* _Task prompt_
Reproduce word for word the part of the text on Putin and Shevchuk between "There is another" and "the entire country.", inclusive.

* _Text shown_
There is another act in this theater of the absurd. For the second month running, Russian society is discussing the televised conversation between Putin and rock musician Yury Shevchuk of the group DDT, who dared to pose a couple of tough questions to the leader. What Shevchuk asked specifically is not important: what matters is that he did it publicly, and that it was broadcast, uncut, to the entire country.

I sometimes wonder how to explain to a foreigner, uninitiated in the subtleties of Russian politics, why the Russian prime minister and president occasionally meet publicly with actors, writers and musicians and have long talks with them about the problems facing the country — all of which are shown in great detail on the major television news broadcasts. This is a continuation of the strong Soviet and Russian tradition of leaders forging alliances with the country’s top cultural leaders and vice versa. When the meeting suddenly becomes a dispute, with Putin raising his voice slightly to Shevchuk, why does that qualify as an event of global significance? Can you imagine a similar headline on the BBC involving Mick Jagger and British Prime Minister David Cameron?

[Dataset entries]

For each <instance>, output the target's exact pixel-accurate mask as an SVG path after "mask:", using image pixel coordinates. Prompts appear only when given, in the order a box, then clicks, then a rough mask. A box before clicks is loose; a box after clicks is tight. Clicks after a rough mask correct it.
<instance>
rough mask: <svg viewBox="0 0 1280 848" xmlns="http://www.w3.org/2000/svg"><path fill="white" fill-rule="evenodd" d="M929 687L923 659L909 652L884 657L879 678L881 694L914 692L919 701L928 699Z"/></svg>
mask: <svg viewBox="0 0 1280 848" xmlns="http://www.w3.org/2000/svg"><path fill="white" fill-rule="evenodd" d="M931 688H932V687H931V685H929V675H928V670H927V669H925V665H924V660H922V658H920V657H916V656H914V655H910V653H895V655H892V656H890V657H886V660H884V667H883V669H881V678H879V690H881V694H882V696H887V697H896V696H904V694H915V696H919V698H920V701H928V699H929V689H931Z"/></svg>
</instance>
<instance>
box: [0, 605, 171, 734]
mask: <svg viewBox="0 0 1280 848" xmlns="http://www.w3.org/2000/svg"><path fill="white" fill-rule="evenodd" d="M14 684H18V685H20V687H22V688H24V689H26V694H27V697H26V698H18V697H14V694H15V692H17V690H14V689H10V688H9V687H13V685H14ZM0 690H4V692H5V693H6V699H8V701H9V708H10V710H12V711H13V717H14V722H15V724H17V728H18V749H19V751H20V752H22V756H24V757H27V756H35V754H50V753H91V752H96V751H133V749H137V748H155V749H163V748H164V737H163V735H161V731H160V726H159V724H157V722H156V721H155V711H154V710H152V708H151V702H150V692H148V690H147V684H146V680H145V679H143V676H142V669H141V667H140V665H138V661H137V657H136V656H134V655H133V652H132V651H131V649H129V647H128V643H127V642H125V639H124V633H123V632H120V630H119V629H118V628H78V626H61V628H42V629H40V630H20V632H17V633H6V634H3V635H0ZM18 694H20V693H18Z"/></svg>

* _Output for this task_
There is another act in this theater of the absurd. For the second month running, Russian society is discussing the televised conversation between Putin and rock musician Yury Shevchuk of the group DDT, who dared to pose a couple of tough questions to the leader. What Shevchuk asked specifically is not important: what matters is that he did it publicly, and that it was broadcast, uncut, to the entire country.